TEXT PASSAGE:
↓↓↓

Posted by jdg | Friday, February 18, 2011

She turned six years old a couple weeks ago. The baby she was is all gone now, all gone from her cheeks and arms. She is so skinny. I find a pair of cotton pants I bought her in San Francisco five years ago and they re-enter her wardrobe as leggings. I can pick her up one-handed by her ankle and lift her till we're eye-to-eye. The marks on the closet door say she is getting taller, but it is a slow, spurtless growth. She is the smallest child in her class. Strangers have confused her for her brother's twin three times now.

She is concerned that some of her friends don't believe in the magical things she is still so certain are real. Her classmates spend schooldays thumbwrestling loose teeth; they appear the next morning without them. "Why does the tooth fairy want teeth?' she wonders, and I tell her that baby teeth are filled with imagination, and fairies need it to survive. "What about adult teeth? Do they have imagination?" Not as much, I say. I know the awkward days are coming, when her face will try to find space for the teeth that will chew her into old age, but for now she hasn't lost a single tooth. I suddenly recognize the trap I've set: but you won't lose your imagination when you lose your teeth. That happens other ways.

A boy in her class tells her girls don't have muscles. I tell her to show him her tongue.

I just saw her face in the sunlight, noticing freckles on her cheeks for the first time. This summer I know they'll arrive in earnest, and then she will look even more like her mother. For years we've been convinced she could not roll her tongue, that I'd cursed her with the flat-tongue gene while her mother rolled hers at both of us. But yesterday she came home from school all excited with a rolled tongue between her teeth. See, I said. Sometimes you just need to keep practicing to get something right.

She can turn any word into a whine. She takes forever to put on her shoes. Her teacher says this age is like a portal to adolescence: this is a glimpse of our future. Whenever we disagree, she says, "You don't know because you're not me." And she's right. Every day I see the strengthening influence of her peers, and yet also find more faith in what I've instilled in her. I am her father. The steady compass leg. And she believes in magic still.

* * * * *

He turns three today. The weather here is the same as the day he was born, with the full, grim glory of a winter warm spell: all the wet, lonely mittens lost along sidewalks and thawed dogshit sunk back to the ground.

I remember the day my wife went back to work and I was first left alone with him all day, a 3-month-old and a father with nothing but his meager wits and a freezer full of frozen milk. We got through those terrifying days somehow, or rather we survived each one in turn, and so on and so on until somehow years had passed. The baby is not gone yet from his cheeks, or his needs. He still needs hugs, and a hand to hold when we're walking. He needs to be close during scary parts in books even though he frequently tells me how powerful he is: he is, after all, a superhero. A superhero who sometimes needs his mama.

He is as honest as a founding father. He has no guile. A few days before his birthday a box came from the toy store where I order all their plastic horses and cowboys and Romans and such. I briefly left the box unattended and at some point in the afternoon one of his superhero toys fell inside, so (he tells me) he had to go looking for him. He couldn't help it. Wide-eyed, he tells me what he saw inside the box, and though he knows he should not have looked and I know I should be angry, I let it go.

My whiskers leave his neck red and irritated, but I can't help it: you should hear how he giggles when I nuzzle him. He grits his teeth and talks almost silently through a clenched jaw when he feels shy or nervous. He growls at strangers and authority figures. Though he has been a painless sleeper, the other night he woke up well before dawn and called out to us. My wife crawled into his bed and he told her about a nightmare. She stayed in there cuddling him, hoping soft fingertip caresses across his temple would lead him to gentler dreams. At some point he turned over, reached out to touch her nose with his fingertip, and whispered: "I want you to get out of my bed."

↑↑↑

GIVEN INFORMATION:

↓↓↓

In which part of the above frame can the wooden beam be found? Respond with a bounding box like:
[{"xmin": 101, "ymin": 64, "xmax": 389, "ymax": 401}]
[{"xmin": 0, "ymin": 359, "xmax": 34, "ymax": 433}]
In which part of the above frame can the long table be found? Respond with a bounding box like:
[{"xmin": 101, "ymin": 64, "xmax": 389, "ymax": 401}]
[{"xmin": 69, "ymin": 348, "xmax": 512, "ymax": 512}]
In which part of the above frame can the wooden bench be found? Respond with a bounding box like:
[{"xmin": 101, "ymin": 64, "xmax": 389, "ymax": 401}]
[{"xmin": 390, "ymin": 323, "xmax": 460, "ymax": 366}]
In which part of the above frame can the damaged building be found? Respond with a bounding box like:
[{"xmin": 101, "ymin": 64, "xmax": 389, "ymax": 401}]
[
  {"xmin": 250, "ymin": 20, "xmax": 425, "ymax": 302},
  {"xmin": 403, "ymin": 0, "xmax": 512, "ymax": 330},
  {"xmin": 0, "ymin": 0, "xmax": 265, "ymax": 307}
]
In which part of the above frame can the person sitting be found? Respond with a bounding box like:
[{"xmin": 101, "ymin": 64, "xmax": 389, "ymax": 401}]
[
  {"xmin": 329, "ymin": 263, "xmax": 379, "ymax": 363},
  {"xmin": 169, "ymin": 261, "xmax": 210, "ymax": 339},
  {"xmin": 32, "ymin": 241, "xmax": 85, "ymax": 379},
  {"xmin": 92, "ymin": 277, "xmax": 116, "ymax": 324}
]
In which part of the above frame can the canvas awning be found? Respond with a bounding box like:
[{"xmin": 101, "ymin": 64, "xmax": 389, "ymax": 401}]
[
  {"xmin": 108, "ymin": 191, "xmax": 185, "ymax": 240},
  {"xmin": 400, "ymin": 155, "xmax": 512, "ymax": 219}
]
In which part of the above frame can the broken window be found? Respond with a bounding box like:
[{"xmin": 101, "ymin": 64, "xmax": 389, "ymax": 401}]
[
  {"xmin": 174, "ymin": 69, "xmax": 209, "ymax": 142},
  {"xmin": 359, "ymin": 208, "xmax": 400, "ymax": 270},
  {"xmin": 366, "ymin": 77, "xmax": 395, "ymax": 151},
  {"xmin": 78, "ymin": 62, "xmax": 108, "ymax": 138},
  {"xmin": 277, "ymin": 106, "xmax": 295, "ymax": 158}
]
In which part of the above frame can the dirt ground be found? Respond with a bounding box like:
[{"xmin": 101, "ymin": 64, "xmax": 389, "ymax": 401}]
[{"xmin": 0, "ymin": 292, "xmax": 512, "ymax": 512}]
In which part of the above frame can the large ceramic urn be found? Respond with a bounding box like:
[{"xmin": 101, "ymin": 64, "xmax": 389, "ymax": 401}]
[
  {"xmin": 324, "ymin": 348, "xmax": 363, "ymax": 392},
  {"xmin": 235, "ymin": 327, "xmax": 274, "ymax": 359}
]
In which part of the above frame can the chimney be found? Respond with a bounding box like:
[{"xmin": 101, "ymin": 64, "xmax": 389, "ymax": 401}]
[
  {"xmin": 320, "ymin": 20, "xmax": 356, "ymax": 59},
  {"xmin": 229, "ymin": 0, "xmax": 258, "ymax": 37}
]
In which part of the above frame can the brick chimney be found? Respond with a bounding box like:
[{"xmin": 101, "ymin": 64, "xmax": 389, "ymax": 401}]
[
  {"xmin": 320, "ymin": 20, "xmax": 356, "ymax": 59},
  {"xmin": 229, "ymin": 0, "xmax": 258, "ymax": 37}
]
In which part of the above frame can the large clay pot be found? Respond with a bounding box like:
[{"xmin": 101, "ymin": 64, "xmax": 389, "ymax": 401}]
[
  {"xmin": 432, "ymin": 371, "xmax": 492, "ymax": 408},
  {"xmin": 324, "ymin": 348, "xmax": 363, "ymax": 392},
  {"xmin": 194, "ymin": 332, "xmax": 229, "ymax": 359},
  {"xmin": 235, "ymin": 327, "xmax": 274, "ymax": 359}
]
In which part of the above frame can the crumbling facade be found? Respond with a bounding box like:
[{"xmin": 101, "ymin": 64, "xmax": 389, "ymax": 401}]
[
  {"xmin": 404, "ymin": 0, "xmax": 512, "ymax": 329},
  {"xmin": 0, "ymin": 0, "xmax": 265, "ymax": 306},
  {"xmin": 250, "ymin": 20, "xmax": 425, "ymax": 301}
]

↑↑↑

PROBLEM SET:
A) Which toys does the blog post say the father orders from the toy store? List them.
B) In the blog post, what does the father tell his daughter baby teeth are filled with?
C) From the blog post, print the stretch from "She turned six" through "three times now.".

SOLUTIONS FOR EACH TASK:
A) plastic horses, cowboys, Romans

B) Imagination.

C)
She turned six years old a couple weeks ago. The baby she was is all gone now, all gone from her cheeks and arms. She is so skinny. I find a pair of cotton pants I bought her in San Francisco five years ago and they re-enter her wardrobe as leggings. I can pick her up one-handed by her ankle and lift her till we're eye-to-eye. The marks on the closet door say she is getting taller, but it is a slow, spurtless growth. She is the smallest child in her class. Strangers have confused her for her brother's twin three times now.